Materials provided:
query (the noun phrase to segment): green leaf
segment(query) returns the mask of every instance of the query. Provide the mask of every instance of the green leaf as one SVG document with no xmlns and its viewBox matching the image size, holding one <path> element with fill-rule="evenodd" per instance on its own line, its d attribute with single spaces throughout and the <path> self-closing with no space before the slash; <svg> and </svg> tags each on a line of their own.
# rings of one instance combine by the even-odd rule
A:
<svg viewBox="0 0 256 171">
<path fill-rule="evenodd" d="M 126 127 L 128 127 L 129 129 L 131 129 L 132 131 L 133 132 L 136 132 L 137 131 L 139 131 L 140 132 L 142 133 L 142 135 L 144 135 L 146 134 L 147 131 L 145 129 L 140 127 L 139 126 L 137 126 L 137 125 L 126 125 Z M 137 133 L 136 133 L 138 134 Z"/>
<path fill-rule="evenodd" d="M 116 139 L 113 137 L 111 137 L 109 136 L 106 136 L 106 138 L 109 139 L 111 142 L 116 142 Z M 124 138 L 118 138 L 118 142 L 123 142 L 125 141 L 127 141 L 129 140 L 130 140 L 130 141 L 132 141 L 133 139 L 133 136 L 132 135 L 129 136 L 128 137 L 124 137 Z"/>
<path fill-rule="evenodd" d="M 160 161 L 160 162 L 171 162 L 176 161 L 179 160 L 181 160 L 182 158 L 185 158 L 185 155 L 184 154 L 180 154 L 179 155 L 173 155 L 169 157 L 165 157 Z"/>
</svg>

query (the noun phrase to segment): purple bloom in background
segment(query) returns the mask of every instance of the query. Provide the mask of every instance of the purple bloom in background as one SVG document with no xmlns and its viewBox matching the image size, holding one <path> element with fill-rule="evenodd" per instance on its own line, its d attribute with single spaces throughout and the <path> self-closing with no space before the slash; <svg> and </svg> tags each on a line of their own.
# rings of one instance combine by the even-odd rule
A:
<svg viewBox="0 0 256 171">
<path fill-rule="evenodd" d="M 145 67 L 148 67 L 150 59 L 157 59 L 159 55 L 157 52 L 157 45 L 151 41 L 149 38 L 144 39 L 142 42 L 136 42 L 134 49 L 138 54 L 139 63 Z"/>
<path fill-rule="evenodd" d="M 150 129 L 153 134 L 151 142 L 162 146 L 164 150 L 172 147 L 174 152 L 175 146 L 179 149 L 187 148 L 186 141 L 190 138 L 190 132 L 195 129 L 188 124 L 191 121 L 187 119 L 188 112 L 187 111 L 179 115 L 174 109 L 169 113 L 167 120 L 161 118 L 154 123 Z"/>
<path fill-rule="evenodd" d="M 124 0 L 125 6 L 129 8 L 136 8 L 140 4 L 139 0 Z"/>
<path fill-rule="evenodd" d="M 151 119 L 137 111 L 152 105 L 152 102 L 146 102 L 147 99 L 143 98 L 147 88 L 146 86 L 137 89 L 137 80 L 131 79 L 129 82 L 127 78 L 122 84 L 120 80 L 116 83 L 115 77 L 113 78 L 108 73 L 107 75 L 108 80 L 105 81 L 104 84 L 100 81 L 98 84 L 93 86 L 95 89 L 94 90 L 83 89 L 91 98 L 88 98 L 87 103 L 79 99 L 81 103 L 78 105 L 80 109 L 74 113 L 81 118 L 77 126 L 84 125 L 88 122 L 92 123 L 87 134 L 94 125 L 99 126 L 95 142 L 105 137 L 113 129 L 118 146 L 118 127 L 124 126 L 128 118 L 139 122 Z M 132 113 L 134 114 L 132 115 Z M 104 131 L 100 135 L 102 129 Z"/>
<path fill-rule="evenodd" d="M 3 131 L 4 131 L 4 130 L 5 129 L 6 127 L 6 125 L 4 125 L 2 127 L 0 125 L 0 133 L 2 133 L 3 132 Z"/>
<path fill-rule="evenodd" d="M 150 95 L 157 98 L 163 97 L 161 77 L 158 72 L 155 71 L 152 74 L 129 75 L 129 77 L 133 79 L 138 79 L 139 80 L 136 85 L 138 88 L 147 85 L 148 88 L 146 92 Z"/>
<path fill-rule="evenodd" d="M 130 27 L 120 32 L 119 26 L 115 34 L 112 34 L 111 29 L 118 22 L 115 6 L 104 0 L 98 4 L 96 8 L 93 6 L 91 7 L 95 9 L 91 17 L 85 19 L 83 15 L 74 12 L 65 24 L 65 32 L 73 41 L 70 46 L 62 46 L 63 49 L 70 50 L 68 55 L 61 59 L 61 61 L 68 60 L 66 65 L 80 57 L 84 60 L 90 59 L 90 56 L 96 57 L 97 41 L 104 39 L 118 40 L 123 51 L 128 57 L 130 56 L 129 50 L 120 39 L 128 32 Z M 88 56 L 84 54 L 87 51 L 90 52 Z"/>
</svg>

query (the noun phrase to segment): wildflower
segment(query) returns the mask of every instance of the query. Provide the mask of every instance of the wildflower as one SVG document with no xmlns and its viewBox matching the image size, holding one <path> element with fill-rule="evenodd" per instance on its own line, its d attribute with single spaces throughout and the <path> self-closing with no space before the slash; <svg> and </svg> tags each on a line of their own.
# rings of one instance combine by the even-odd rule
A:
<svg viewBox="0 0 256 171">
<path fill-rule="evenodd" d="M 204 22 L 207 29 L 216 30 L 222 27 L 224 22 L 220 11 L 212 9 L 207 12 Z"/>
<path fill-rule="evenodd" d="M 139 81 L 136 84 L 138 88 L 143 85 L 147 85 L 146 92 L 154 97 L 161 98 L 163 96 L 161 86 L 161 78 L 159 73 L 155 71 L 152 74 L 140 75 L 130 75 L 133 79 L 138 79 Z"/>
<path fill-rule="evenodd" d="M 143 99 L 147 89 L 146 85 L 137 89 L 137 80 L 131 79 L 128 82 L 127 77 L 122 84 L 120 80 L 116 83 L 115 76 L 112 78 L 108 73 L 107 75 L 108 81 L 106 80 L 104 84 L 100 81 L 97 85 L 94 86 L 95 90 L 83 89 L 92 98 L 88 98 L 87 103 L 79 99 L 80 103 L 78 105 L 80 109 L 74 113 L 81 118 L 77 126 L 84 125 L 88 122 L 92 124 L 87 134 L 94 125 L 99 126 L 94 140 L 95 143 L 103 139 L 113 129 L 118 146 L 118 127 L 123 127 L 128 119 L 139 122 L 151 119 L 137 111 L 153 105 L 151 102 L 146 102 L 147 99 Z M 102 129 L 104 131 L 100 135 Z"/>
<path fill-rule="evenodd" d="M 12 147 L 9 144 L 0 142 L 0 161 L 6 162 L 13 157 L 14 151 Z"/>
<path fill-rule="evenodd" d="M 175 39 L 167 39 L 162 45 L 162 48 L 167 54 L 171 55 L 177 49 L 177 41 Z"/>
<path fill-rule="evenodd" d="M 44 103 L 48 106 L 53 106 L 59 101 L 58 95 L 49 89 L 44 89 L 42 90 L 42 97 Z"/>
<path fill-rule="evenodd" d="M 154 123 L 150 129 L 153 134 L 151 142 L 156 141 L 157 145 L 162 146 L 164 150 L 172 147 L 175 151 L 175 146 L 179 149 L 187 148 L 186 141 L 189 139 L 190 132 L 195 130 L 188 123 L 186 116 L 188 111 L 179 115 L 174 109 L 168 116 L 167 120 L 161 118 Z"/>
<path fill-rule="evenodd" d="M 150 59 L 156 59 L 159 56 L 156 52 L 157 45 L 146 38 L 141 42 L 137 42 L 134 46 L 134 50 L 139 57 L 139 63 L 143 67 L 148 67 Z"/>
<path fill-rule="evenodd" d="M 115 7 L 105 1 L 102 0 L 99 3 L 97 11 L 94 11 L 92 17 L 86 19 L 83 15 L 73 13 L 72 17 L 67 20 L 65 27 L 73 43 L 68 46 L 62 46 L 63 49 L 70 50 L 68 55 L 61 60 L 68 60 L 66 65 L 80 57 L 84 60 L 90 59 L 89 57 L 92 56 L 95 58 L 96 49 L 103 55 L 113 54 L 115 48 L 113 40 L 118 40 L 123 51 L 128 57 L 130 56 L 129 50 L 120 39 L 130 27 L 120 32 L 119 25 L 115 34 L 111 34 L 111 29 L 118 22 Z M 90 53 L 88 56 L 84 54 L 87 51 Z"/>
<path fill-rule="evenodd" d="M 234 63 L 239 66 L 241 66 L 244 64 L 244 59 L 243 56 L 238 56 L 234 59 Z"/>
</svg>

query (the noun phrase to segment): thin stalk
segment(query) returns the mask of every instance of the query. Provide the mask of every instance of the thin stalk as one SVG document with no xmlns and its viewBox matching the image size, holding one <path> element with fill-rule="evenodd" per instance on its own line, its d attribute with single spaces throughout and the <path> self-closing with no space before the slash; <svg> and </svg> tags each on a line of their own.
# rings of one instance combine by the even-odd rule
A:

Short problem: Please reproduce the records word for word, starting with the first line and going on through the line that contains "126 127 L 128".

Complete output:
query (the noun phrase to segment): green leaf
segment(query) returns the mask of every instance of the query. Provide the mask of every instance of the green leaf as one SVG document with no xmlns and its viewBox matching the image size, holding one <path> element with fill-rule="evenodd" per instance on its own line, its d attribute with single spaces throughout and the <path> self-closing with no space before the slash; <svg> and </svg> tags each on a line of their own.
# rings of one instance combine by the even-odd rule
A:
<svg viewBox="0 0 256 171">
<path fill-rule="evenodd" d="M 126 127 L 128 127 L 129 129 L 131 129 L 132 131 L 133 132 L 136 132 L 137 131 L 139 131 L 140 132 L 142 133 L 142 135 L 144 135 L 146 134 L 147 131 L 145 129 L 140 127 L 139 126 L 137 126 L 137 125 L 126 125 Z M 137 133 L 136 133 L 138 134 Z"/>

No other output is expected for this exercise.